What is required
Return every line of the rows below that contains the string "front", matching case exactly.

----- The records -----

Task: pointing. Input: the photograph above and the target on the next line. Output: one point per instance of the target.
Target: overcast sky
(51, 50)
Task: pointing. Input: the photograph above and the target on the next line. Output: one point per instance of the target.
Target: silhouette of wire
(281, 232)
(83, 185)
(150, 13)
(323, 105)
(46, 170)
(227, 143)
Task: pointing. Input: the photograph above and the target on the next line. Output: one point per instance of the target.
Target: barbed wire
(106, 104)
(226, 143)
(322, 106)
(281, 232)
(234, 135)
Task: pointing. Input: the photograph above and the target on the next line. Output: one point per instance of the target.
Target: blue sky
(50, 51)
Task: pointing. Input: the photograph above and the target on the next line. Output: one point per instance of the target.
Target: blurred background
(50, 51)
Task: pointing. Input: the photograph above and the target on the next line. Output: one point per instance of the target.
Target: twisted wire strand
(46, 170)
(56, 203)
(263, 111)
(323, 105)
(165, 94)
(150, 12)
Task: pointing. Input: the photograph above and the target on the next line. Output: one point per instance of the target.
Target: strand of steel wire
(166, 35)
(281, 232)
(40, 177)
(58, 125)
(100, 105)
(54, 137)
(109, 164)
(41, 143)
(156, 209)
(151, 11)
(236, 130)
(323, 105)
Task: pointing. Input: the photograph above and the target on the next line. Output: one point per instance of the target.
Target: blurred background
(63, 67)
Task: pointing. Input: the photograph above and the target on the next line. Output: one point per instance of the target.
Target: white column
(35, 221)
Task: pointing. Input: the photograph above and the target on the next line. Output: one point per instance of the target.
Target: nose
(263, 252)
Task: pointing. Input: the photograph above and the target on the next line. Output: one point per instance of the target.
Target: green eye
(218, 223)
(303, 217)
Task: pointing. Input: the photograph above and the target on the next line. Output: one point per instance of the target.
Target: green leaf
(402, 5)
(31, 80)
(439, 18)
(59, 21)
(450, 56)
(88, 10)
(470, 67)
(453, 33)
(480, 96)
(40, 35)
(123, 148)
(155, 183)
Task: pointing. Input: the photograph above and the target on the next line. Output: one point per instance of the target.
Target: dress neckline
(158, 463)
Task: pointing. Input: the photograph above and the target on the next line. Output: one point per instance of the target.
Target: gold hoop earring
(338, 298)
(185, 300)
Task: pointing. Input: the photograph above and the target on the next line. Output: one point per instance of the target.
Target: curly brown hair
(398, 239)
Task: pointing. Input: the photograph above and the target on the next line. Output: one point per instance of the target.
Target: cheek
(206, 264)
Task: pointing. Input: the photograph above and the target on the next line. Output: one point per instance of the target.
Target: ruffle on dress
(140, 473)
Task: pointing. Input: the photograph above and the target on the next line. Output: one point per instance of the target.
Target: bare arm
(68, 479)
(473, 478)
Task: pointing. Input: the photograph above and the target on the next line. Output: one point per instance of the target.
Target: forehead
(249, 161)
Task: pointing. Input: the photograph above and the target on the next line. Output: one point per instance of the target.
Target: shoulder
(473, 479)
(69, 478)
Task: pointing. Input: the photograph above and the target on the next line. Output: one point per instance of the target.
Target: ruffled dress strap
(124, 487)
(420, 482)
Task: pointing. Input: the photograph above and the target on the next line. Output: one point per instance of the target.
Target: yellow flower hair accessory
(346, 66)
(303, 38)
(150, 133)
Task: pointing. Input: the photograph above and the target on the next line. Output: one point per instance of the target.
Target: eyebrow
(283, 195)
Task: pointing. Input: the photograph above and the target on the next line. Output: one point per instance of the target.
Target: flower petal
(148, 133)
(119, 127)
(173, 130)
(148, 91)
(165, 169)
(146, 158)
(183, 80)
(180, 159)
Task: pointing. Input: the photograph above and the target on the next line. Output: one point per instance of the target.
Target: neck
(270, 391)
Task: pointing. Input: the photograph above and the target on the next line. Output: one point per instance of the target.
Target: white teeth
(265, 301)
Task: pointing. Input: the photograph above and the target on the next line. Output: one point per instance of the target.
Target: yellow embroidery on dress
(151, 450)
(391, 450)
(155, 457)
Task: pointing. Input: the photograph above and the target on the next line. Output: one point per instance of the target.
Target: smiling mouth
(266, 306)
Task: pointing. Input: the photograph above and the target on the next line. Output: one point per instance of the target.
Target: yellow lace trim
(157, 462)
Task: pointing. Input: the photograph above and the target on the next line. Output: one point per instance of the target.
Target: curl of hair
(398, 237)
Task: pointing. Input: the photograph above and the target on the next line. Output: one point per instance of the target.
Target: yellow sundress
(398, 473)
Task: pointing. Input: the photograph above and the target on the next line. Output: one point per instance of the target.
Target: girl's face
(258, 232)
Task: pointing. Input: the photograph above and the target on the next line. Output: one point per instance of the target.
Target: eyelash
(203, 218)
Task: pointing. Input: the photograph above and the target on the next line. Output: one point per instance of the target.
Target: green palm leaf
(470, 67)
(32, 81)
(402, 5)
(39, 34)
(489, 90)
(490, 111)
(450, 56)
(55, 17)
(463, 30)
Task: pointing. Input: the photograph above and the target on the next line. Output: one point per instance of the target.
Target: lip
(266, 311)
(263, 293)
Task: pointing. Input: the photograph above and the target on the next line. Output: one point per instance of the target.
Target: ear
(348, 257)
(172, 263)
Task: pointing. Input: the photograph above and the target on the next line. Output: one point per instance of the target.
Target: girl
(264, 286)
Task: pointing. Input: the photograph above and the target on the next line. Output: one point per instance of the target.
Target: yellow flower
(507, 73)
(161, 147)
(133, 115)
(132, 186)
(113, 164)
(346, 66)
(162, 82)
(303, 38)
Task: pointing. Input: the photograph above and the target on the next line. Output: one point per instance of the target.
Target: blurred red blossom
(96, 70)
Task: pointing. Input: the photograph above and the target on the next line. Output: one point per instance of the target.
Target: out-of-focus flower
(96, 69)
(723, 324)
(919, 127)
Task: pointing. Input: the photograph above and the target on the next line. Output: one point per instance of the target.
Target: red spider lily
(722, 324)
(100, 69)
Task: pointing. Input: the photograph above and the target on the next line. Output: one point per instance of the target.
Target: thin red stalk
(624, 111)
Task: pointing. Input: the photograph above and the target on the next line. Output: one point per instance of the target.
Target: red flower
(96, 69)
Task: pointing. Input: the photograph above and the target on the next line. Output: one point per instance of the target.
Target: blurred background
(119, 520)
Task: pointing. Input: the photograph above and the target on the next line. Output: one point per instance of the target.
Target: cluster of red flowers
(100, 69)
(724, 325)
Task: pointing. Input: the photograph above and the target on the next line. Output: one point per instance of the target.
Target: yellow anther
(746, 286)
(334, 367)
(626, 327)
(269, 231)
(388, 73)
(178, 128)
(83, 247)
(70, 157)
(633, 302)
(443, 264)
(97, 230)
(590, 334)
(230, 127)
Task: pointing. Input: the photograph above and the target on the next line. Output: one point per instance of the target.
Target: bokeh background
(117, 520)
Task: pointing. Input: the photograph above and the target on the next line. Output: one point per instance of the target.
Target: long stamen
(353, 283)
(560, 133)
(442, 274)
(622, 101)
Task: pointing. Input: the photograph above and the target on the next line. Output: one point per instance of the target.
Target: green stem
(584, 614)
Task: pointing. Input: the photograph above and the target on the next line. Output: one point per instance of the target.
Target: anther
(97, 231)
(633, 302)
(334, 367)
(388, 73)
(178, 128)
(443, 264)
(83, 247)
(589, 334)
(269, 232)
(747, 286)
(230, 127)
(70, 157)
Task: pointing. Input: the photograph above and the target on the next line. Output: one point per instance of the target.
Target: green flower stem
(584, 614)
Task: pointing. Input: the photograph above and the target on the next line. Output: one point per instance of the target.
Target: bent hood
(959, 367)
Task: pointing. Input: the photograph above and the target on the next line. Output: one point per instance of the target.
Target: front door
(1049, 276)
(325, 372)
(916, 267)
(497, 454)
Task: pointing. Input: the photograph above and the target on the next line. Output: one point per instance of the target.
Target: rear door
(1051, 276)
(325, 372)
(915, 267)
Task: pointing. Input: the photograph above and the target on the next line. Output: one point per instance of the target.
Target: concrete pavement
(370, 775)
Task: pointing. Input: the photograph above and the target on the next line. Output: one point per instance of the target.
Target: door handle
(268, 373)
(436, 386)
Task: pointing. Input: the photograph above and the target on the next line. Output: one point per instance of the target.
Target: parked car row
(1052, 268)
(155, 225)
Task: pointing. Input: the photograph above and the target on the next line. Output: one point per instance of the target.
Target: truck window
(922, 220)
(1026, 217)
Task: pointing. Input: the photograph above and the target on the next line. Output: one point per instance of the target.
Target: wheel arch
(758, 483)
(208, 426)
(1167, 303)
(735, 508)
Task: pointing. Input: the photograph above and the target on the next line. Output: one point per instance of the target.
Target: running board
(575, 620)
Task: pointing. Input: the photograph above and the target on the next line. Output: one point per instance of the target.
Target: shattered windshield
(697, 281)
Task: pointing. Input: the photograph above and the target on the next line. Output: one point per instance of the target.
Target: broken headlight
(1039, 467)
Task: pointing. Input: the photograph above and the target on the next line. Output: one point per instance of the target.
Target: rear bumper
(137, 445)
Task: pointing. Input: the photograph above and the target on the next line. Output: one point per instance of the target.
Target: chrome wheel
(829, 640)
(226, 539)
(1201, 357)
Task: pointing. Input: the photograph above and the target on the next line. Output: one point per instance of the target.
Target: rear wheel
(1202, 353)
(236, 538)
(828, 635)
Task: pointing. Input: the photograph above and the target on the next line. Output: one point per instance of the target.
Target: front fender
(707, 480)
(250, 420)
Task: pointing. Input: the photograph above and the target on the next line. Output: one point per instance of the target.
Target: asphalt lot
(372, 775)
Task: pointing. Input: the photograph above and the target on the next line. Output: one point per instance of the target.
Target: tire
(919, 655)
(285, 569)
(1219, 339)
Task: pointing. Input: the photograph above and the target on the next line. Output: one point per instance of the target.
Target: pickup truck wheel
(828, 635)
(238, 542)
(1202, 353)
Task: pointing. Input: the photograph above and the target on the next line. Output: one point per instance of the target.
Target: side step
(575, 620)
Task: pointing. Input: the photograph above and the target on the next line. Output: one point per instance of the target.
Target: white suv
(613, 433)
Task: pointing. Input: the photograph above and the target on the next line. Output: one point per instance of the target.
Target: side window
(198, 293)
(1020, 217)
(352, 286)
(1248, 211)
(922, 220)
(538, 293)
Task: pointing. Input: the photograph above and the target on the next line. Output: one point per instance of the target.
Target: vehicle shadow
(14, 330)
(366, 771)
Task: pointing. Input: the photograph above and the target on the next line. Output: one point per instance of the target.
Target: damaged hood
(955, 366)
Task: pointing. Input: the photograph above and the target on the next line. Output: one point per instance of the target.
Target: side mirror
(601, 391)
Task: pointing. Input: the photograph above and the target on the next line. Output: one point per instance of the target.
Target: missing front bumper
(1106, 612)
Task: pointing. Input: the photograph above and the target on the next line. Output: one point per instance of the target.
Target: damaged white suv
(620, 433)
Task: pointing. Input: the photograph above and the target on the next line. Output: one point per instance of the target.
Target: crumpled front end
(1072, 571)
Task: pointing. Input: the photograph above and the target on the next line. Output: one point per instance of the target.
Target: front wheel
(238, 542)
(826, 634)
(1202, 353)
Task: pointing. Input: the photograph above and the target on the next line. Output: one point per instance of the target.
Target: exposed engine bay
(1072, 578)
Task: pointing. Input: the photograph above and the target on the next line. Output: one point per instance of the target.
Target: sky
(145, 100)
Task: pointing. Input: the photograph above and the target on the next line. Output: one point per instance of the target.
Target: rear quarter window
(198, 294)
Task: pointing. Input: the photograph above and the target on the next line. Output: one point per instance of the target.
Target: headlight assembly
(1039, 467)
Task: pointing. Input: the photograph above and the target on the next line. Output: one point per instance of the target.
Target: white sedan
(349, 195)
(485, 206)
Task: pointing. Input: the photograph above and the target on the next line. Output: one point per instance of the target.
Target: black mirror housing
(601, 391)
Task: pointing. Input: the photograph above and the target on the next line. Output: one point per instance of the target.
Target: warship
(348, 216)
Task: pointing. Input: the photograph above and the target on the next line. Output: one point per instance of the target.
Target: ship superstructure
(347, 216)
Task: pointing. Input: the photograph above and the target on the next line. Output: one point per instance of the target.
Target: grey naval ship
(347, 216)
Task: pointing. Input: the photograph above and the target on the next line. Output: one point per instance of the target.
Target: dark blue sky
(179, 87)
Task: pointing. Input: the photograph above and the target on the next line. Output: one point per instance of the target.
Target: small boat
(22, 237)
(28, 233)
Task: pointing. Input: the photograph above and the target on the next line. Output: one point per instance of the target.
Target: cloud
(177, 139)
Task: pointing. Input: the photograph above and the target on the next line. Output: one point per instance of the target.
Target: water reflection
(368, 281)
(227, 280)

-----

Expected output
Target: front door
Target: front fender
Target: missing front bumper
Target: crumpled front end
Target: front wheel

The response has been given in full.